§ SELECTION:
-------------------------
Posted by Nikki Zenonos

Jul 3, 2015 12:22:00 PM

Deal Values Recover After a Lacklustre End to 2014, But Deal Count Falls

A total of $10.5 billion was raised by publicly-quoted upstream Canadian oil and gas companies during the first half of 2015, a significant rebound from a low $8.2 billion total in the second half of 2014 and almost in line with the $11.4 billion total in the first half of 2014 - suggesting that the global price crash had little sustained impact on the bigger Canadian companies' ability to raise funds. However, according to new analysis by CanOils, even though total deal value increased in the six month period, the number of deals – 108 deals were completed in H1 2015 by TSX and TSX-V listed companies – actually represents a 33% reduction compared to H1 2014. CanOils tracks all equity and debt financings raised by TSX and TSX-V companies. 


Source: CanOils Financings Database

TSX Companies Have Easy Access to Capital

The effect of the crash in oil price at the end of 2014 seemed to be short-lived for TSX-listed companies in terms of access to capital markets, with $10 billion raised during H1 2015. This is back up at H1 2014 levels and much higher than was seen at the end of 2014 as commodity prices began to tumble. $7 billion of this total was raised in equity and the other $3 billion in debt, compared with an equal split of $10 billion in equity and debt during H1 2014.
-------------------------
§ DATASET:
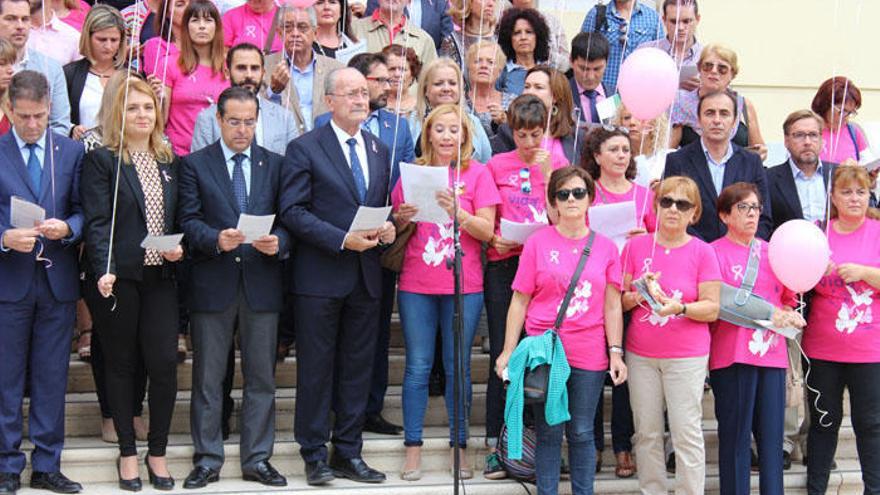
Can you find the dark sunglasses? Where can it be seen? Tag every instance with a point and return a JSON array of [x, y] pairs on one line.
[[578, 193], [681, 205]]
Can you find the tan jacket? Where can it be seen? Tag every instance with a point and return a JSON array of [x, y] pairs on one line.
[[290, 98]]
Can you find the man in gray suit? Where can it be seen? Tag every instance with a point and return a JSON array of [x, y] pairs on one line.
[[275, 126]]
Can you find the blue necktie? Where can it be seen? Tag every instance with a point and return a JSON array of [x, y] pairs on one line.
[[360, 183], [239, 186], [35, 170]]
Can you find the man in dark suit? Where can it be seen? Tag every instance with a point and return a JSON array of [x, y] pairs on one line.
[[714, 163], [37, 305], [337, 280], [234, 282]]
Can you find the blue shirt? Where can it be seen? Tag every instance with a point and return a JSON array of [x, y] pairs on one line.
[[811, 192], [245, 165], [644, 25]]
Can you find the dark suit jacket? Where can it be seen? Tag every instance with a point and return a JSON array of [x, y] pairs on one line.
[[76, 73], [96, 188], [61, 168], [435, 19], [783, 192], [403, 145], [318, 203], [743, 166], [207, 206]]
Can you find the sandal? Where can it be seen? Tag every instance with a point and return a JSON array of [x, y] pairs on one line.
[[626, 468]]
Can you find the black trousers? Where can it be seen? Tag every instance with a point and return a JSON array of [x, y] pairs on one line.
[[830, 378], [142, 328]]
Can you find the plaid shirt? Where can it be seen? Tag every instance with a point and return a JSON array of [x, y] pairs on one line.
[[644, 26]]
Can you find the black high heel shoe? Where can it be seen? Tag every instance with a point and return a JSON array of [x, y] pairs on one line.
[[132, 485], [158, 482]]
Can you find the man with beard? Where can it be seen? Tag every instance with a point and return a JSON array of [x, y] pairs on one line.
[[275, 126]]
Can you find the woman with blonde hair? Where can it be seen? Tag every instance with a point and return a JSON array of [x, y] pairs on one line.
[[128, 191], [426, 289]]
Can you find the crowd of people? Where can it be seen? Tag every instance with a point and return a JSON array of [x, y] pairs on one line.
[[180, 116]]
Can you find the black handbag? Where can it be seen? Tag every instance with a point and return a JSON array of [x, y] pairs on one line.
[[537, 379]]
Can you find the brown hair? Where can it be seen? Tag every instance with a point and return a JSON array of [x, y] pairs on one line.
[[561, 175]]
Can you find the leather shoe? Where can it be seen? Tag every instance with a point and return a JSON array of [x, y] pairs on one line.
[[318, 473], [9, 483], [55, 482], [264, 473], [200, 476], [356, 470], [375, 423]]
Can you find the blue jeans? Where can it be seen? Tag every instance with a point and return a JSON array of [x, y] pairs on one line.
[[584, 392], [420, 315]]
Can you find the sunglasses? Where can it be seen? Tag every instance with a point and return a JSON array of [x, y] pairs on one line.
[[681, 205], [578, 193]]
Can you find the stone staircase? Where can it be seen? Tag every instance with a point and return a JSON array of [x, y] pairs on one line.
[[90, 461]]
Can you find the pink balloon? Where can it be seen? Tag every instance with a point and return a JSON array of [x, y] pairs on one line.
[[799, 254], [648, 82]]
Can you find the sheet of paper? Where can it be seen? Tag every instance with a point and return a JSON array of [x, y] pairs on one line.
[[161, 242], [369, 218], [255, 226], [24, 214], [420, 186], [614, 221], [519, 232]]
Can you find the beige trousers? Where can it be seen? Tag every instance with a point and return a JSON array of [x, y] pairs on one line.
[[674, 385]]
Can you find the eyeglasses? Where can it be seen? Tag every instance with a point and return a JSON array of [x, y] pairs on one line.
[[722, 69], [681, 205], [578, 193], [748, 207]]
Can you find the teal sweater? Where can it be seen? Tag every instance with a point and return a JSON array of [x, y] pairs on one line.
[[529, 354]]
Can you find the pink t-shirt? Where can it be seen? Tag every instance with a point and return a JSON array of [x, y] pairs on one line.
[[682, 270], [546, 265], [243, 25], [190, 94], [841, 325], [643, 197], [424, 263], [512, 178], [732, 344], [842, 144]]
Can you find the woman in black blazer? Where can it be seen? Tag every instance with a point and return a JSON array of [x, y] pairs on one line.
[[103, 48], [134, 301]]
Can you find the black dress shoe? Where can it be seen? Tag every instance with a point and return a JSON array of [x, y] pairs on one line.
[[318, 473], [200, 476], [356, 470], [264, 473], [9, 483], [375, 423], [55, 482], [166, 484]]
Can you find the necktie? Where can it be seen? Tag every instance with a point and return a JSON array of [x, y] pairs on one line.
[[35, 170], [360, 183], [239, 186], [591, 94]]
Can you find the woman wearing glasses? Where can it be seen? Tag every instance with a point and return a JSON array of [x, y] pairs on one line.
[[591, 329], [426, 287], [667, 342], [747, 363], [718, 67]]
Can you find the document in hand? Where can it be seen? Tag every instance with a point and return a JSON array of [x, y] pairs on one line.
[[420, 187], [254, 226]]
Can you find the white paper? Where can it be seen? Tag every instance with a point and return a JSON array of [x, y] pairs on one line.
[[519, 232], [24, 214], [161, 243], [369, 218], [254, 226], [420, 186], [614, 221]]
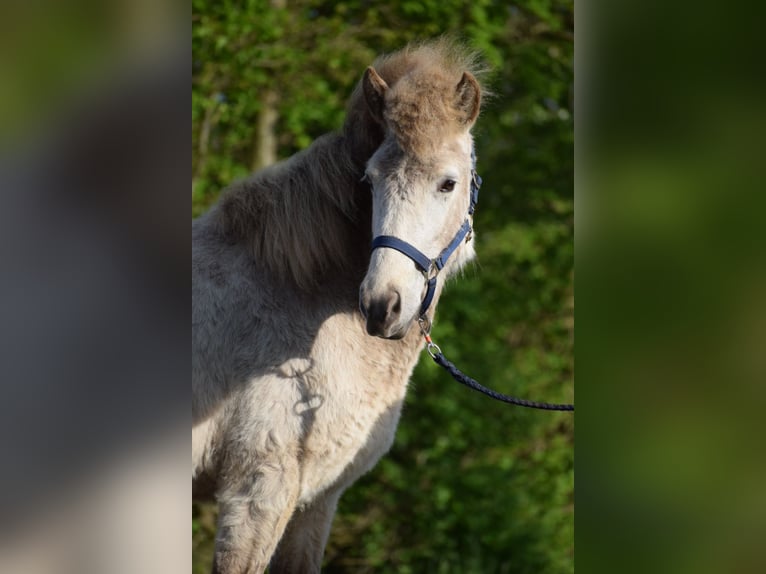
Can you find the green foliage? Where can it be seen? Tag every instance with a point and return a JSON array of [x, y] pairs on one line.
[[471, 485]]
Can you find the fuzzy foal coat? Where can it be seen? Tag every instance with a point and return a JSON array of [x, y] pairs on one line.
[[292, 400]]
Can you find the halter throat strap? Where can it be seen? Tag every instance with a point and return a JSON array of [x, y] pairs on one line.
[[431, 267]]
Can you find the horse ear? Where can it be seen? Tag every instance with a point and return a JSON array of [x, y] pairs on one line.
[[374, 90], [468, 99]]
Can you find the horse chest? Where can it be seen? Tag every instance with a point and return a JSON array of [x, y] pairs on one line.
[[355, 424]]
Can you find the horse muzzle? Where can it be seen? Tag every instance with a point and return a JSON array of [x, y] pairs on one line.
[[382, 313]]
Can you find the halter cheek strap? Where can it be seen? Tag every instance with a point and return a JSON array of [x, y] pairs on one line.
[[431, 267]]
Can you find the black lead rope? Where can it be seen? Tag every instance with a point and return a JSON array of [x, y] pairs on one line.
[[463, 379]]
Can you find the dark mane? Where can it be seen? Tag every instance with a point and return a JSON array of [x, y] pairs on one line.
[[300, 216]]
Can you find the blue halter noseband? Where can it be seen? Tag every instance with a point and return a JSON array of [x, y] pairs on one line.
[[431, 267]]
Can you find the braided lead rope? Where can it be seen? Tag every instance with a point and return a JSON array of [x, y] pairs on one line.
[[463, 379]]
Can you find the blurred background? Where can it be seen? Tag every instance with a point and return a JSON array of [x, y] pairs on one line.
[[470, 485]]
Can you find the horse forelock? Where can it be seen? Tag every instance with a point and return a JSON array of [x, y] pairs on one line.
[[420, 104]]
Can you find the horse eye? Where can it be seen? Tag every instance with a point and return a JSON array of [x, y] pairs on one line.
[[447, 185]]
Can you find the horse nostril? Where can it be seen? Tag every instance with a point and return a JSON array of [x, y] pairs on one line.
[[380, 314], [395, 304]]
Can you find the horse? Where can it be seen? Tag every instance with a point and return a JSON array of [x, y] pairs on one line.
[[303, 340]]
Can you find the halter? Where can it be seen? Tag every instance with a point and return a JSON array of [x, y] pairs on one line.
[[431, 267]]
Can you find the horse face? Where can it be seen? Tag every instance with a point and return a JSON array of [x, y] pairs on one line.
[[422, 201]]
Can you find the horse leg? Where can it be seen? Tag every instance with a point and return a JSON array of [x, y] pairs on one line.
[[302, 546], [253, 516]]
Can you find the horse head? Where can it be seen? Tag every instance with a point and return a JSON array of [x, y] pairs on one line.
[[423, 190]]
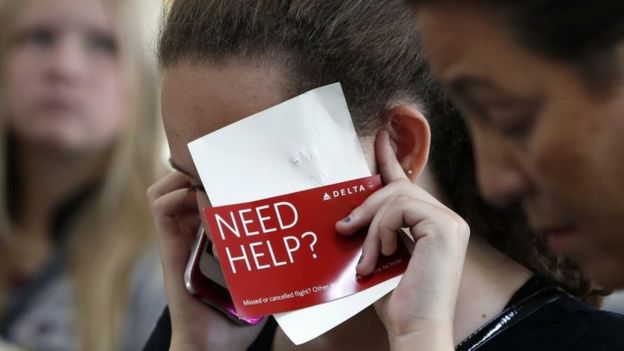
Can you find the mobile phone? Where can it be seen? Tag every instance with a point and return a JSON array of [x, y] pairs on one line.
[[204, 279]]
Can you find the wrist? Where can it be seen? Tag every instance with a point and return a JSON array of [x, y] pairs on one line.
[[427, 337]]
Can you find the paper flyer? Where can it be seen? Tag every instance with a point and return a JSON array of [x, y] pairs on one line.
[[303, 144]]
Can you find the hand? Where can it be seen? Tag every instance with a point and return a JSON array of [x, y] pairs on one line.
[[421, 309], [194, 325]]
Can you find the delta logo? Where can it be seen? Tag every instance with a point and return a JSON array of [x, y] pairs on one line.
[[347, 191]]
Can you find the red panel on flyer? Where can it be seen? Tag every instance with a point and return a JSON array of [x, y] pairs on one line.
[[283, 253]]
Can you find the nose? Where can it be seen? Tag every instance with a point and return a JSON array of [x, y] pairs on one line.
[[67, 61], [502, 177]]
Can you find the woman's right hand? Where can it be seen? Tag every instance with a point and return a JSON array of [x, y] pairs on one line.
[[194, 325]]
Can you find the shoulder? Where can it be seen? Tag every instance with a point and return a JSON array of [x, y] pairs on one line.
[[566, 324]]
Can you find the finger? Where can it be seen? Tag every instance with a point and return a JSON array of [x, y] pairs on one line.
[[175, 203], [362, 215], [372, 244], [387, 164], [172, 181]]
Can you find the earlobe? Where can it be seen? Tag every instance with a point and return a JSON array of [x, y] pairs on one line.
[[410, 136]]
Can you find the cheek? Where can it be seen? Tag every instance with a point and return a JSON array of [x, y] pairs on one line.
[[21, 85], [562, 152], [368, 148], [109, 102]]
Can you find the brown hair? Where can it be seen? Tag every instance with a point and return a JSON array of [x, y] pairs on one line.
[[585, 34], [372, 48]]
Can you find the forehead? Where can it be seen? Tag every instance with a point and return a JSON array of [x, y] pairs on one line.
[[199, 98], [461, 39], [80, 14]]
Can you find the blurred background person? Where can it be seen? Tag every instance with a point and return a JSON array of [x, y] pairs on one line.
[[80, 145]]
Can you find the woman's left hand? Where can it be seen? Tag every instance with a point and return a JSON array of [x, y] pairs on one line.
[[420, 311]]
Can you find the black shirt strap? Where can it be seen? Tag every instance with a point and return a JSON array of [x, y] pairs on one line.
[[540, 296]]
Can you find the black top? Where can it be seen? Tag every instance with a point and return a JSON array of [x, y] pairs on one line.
-------------------------
§ PARTS OF THE EXERCISE:
**A.** According to the article on Canadian oil and gas financings, how much did TSX-listed companies raise in equity during H1 2015?
**B.** Carry the article on Canadian oil and gas financings forward from its final sentence.
The items have no role in this work.

§ RESULTS OF THE EXERCISE:
**A.** $7 billion.

**B.**
Source: CanOils Financings Database

TSX Companies – Equity Deals

The largest single equity issue recorded in the first six months of 2015 was the $1.50 billion raised by Cenovus Energy Inc. (TSX:CVE), the net proceeds of which were used to partially fund the company’s $1.8-$2.0 billion capital expenditure program for 2015 as well as to repay commercial paper outstanding as it matures and for general corporate purposes. The pricing of $22.55 per share was at a discount of almost 10% to the 20-day volume weighted trading average price (VWAP). This deal was followed closely by the second largest deal where $1.44 billion was raised by Encana Corporation (TSX:ECA) to redeem its US$700 million of long-term debt maturing in 2017 and C$750 million of long-term debt maturing in 2018 on April 6, 2015. At $14.60 per share, this was a 13% discount to the VWAP. Both offerings were filed under prospectus supplements and brokered by a syndicate of underwriters; RBC Capital Markets was one of the lead underwriters for both deals.


TSX Companies – Debt Deals

Husky Energy Inc. (TSX:HSE) completed the largest debt issuance in H1 2015, raising $750 million through the issuance of non-convertible notes with a coupon rate of 3.55% per annum, due to mature in 2025. The net proceeds of the offering were intended to be used for the partial repayment of short term debt incurred in connection with its U.S. refining operations. Other notable TSX company debt offerings during the period were the US$450m of 6.875% senior unsecured notes due 2023 raised by Paramount Resources Ltd. (TSX:POU), US$425m of 6.75% senior notes due 2023 raised by Seven Generations Energy Ltd. (TSX:VII) by way of a private placement and C$500 million of 2.89% medium-term series 2 notes due 2020 raised by Canada’s largest producer, Canadian Natural Resources Limited (TSX:CNQ). 


TSX-V Companies Continue to Feel the Squeeze

TSX-V financings accounted for $330m raised in the first six months of 2015, down 75% year-on-year, with equity raisings contributing $230 million (down 76%) and debt financings a further $100 million (down 72%) during H1 2015. However, deal count was down just 41%, which indicates slightly larger deals were completed in this six month period on average.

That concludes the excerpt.